- **The exercise**
Transcribe the data in full and exactly, omitting any pictures.

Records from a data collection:
_ _ _ _ _

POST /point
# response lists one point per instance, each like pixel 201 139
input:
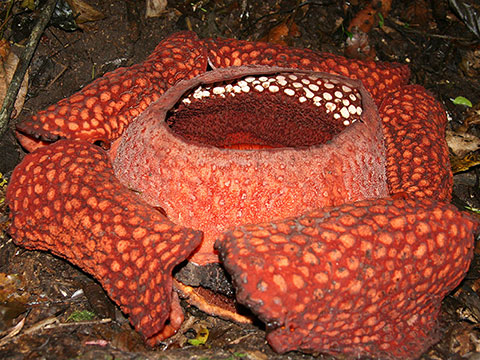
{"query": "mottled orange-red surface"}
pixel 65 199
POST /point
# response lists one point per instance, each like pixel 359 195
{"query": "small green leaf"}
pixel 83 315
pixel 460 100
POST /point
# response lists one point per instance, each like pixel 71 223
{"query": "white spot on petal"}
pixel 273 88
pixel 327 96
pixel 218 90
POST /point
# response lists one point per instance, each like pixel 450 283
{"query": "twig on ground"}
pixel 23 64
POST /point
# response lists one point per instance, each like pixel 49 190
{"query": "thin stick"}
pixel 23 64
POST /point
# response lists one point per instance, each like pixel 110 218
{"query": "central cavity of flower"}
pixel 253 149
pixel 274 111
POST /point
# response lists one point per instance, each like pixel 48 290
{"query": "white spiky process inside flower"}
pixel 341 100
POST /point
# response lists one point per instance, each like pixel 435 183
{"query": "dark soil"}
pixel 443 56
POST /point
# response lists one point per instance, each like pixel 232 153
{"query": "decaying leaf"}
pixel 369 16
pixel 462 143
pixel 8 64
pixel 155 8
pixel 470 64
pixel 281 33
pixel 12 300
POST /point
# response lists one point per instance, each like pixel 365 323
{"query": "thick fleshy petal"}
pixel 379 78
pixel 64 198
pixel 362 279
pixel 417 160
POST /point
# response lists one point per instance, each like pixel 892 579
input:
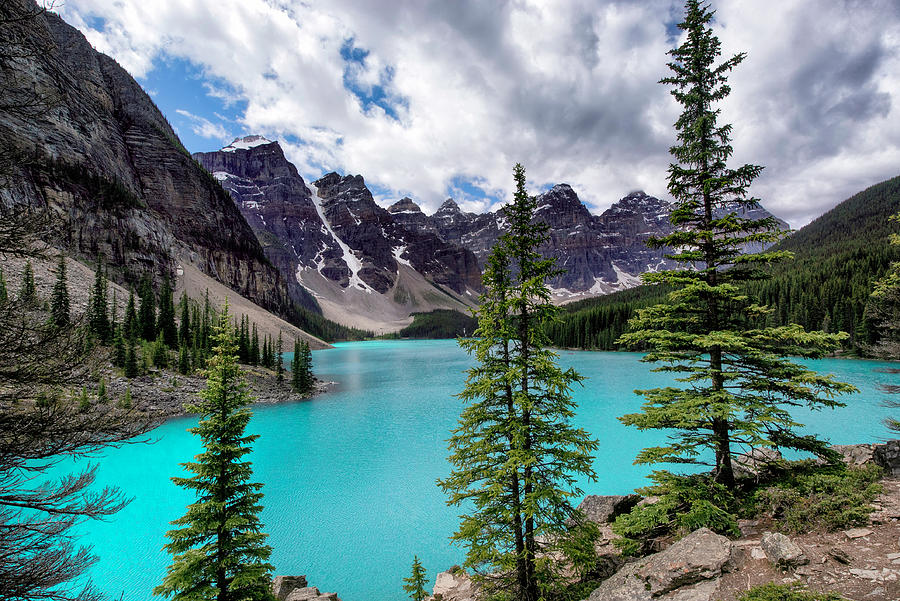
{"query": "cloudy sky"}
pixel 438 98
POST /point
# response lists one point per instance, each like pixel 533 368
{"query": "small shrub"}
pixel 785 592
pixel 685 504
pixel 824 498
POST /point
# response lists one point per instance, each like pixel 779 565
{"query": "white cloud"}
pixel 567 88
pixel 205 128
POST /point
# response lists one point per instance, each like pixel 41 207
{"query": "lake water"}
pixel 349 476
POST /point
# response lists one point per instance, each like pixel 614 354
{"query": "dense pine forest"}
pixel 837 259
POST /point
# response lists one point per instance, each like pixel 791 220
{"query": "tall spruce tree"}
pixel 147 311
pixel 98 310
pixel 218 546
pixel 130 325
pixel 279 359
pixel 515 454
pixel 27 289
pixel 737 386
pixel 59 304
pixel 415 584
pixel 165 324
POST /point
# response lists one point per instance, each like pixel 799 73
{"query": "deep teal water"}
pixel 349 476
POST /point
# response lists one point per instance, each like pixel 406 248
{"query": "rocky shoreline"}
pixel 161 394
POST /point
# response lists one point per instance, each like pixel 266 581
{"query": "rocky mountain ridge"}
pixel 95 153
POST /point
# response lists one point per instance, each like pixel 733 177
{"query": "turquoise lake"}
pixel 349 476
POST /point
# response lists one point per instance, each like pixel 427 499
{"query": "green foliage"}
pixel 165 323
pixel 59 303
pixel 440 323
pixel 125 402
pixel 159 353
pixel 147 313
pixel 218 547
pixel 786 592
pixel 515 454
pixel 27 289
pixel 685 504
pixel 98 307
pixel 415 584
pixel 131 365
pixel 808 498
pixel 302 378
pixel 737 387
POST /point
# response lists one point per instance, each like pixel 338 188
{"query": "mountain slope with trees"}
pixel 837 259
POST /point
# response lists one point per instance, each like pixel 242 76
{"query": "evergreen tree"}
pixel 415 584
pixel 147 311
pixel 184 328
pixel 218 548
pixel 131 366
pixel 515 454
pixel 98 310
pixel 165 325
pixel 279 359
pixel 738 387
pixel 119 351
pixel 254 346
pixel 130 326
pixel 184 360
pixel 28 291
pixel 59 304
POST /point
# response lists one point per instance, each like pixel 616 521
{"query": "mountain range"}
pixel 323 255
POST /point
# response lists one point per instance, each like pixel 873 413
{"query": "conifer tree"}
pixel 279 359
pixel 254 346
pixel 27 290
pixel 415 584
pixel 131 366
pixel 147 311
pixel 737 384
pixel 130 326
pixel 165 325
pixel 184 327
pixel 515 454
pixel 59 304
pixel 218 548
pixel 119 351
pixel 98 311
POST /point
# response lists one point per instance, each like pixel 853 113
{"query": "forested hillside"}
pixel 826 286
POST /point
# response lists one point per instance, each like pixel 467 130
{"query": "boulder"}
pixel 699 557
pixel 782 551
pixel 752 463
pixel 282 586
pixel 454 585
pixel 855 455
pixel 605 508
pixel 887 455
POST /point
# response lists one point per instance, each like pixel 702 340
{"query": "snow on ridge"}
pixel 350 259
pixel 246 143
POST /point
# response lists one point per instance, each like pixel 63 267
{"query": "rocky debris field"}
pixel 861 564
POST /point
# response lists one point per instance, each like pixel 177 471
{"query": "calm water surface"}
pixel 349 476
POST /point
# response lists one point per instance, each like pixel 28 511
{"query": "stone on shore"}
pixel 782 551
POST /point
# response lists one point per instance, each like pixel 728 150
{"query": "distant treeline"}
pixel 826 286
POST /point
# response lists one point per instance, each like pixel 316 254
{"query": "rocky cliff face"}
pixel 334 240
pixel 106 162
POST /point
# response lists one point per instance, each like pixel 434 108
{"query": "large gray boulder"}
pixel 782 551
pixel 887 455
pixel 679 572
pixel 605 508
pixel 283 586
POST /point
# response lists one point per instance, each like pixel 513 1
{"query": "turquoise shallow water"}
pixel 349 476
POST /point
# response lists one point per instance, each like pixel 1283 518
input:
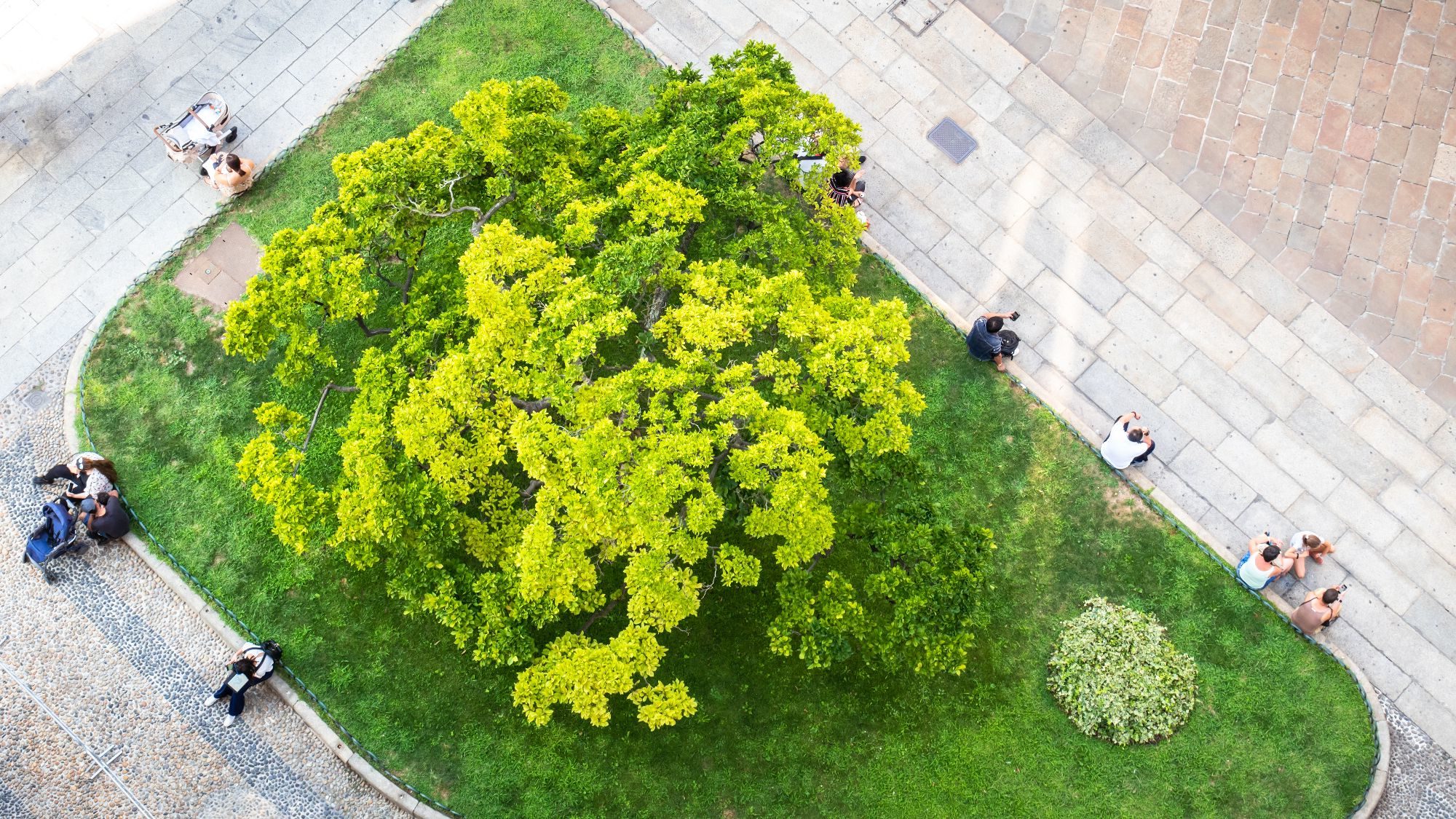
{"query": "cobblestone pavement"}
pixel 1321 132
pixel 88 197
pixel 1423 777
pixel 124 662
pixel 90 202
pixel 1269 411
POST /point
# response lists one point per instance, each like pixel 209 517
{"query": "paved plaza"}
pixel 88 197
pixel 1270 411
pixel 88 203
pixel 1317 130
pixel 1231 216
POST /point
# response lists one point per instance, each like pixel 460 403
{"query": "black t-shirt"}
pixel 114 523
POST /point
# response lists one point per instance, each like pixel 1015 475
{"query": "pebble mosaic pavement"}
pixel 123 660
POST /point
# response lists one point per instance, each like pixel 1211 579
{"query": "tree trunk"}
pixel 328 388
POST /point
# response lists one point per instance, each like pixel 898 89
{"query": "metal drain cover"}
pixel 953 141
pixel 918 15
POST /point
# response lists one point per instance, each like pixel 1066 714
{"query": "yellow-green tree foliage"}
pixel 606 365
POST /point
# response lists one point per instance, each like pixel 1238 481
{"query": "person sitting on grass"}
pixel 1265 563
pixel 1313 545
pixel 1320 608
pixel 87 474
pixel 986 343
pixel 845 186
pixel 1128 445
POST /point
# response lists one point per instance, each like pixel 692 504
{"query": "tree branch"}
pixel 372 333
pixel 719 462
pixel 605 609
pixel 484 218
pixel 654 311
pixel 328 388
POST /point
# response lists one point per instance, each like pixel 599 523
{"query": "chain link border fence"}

_ _ _ _ _

- **Task result**
POST /point
# response lists one point per instance, each like pixel 201 139
input:
{"query": "mottled orange-red surface"}
pixel 65 199
POST /point
# response lists one point per instance, each like pixel 359 195
{"query": "small green leaf"}
pixel 83 315
pixel 460 100
POST /point
# response lists one point per instance, each like pixel 71 223
{"query": "white spot on petal"}
pixel 273 88
pixel 327 96
pixel 218 90
POST /point
# response lists one point per instance, each like pixel 450 283
{"query": "twig on ground"}
pixel 23 64
POST /point
# response lists one point per instance, each like pixel 49 190
{"query": "thin stick"}
pixel 23 64
POST /point
# response lists one point per instance, each like pixel 110 218
{"query": "central cavity of flower"}
pixel 253 149
pixel 274 111
POST /point
# response lists one point per instance, each like pixel 48 290
{"query": "white spiky process inside flower"}
pixel 341 100
POST /point
# response lists one point per instance, each like pixel 435 183
{"query": "dark soil"}
pixel 443 56
POST /point
# response lists one point per instance, each like pixel 232 153
{"query": "decaying leaf"}
pixel 369 16
pixel 462 143
pixel 8 64
pixel 155 8
pixel 470 64
pixel 281 33
pixel 12 300
POST /point
# response lists one point per instance, each like pixel 365 323
{"query": "thick fleshy petal"}
pixel 379 78
pixel 64 198
pixel 362 279
pixel 417 160
POST /point
# response lists one point per instance, each like pixel 892 579
input:
{"query": "cloudy sky"}
pixel 438 98
POST /point
# response lists one point per instance, each like pixel 533 368
{"query": "small shrub"}
pixel 785 592
pixel 685 504
pixel 824 498
POST /point
# response lists one point per instance, each like pixel 779 565
{"query": "white cloud"}
pixel 567 88
pixel 205 128
POST /point
# response lists one point per instance, each like pixel 41 207
{"query": "lake water"}
pixel 349 476
POST /point
# response lists one point per instance, each like pixel 614 354
{"query": "dense pine forest"}
pixel 837 259
POST /point
# response lists one point per instance, each like pixel 791 220
{"query": "tall spruce tree"}
pixel 147 311
pixel 98 310
pixel 218 546
pixel 130 325
pixel 279 359
pixel 515 454
pixel 27 289
pixel 737 386
pixel 59 304
pixel 415 584
pixel 165 324
POST /point
# response lists one point per instance, each like pixel 799 73
{"query": "deep teal water"}
pixel 349 476
POST /point
# response lists one point per instance, each like pixel 406 248
{"query": "rocky shoreline"}
pixel 161 394
POST /point
# response lists one point per instance, each like pixel 266 581
{"query": "rocky mountain ridge"}
pixel 95 153
POST /point
# response lists one point per instance, each like pixel 733 177
{"query": "turquoise lake"}
pixel 349 476
POST /point
# response lists one point per instance, each like pixel 427 499
{"query": "green foliage"}
pixel 165 323
pixel 59 303
pixel 440 323
pixel 125 402
pixel 159 353
pixel 147 313
pixel 218 547
pixel 786 592
pixel 515 454
pixel 27 289
pixel 685 504
pixel 98 307
pixel 415 584
pixel 131 365
pixel 808 498
pixel 302 378
pixel 737 387
POST /point
# response lists one point per instance, each like pixel 338 188
{"query": "mountain slope with trees"}
pixel 837 259
POST /point
# response lists one point per instance, each like pixel 242 76
{"query": "evergreen tree"}
pixel 415 584
pixel 147 311
pixel 184 328
pixel 218 548
pixel 131 366
pixel 515 454
pixel 98 310
pixel 165 325
pixel 279 359
pixel 738 387
pixel 119 351
pixel 254 346
pixel 130 326
pixel 184 360
pixel 28 291
pixel 59 304
POST /point
# response lists one point per instance, each like pixel 616 521
{"query": "mountain range"}
pixel 323 255
POST /point
# response lists one point per instance, each like pixel 873 413
{"query": "conifer tree"}
pixel 279 359
pixel 254 346
pixel 27 290
pixel 415 584
pixel 131 366
pixel 147 311
pixel 737 384
pixel 130 326
pixel 165 325
pixel 184 327
pixel 515 454
pixel 59 304
pixel 218 548
pixel 119 351
pixel 98 311
POST /point
# response lists one point per instance, each like pixel 853 113
{"query": "forested hillside"}
pixel 826 286
POST /point
# response lists one point per instance, each like pixel 467 130
{"query": "boulder"}
pixel 699 557
pixel 782 551
pixel 752 463
pixel 282 586
pixel 454 585
pixel 855 455
pixel 605 508
pixel 887 455
POST /point
# response lists one point per instance, each like pixel 702 340
{"query": "snow on ridge"}
pixel 350 259
pixel 246 143
POST /point
# response lists one point per instance, each like pixel 63 267
{"query": "rocky debris field"}
pixel 861 564
POST /point
# response lists one point per instance, each like pixel 177 471
{"query": "calm water surface"}
pixel 349 476
POST /point
# response lists one point per instance, each like pixel 28 511
{"query": "stone on shore"}
pixel 782 551
POST /point
# response lists one point per instance, each like pixel 728 150
{"query": "distant treeline"}
pixel 826 286
POST /point
# response lists one point per instance, each like pixel 316 254
{"query": "rocky cliff face"}
pixel 334 240
pixel 106 162
POST /point
# response lists one point per instance, each like pixel 434 108
{"query": "large gray boulder"}
pixel 782 551
pixel 887 455
pixel 679 572
pixel 605 508
pixel 283 586
POST /point
# response lists one point per instance, each like pixel 513 1
{"query": "turquoise shallow water"}
pixel 349 476
POST /point
# response lists one point per instance, each like pixel 1283 518
input:
{"query": "cobblestone pavement"}
pixel 1321 132
pixel 88 197
pixel 1423 777
pixel 124 662
pixel 90 202
pixel 1269 411
POST /point
# response lists one point per instance, each like pixel 209 517
{"query": "paved plaza"}
pixel 88 197
pixel 1270 411
pixel 88 203
pixel 1317 130
pixel 1231 216
POST /point
# response lists one point per instance, each like pixel 460 403
{"query": "black t-shirt"}
pixel 114 523
POST /point
# response lists one point per instance, each like pixel 1015 475
{"query": "pebble mosaic pavement"}
pixel 123 660
POST /point
# response lists one point per instance, each like pixel 1211 579
{"query": "tree trunk"}
pixel 328 388
POST /point
# response lists one point per instance, each like pixel 898 89
{"query": "metal drain cover"}
pixel 953 141
pixel 918 15
POST /point
# response lists one point per instance, each like pixel 1066 714
{"query": "yellow-green tree foliage"}
pixel 606 365
POST /point
# response lists one point per instance, each like pixel 1238 481
{"query": "person sitting on grass"}
pixel 1265 563
pixel 1313 545
pixel 1320 608
pixel 87 474
pixel 986 343
pixel 845 186
pixel 1128 445
POST /point
# response lists one point per instance, each like pixel 692 504
{"query": "tree branch"}
pixel 372 333
pixel 719 462
pixel 605 609
pixel 484 218
pixel 654 311
pixel 328 388
POST /point
# response lists one point per instance, each like pixel 599 523
{"query": "chain link border fence"}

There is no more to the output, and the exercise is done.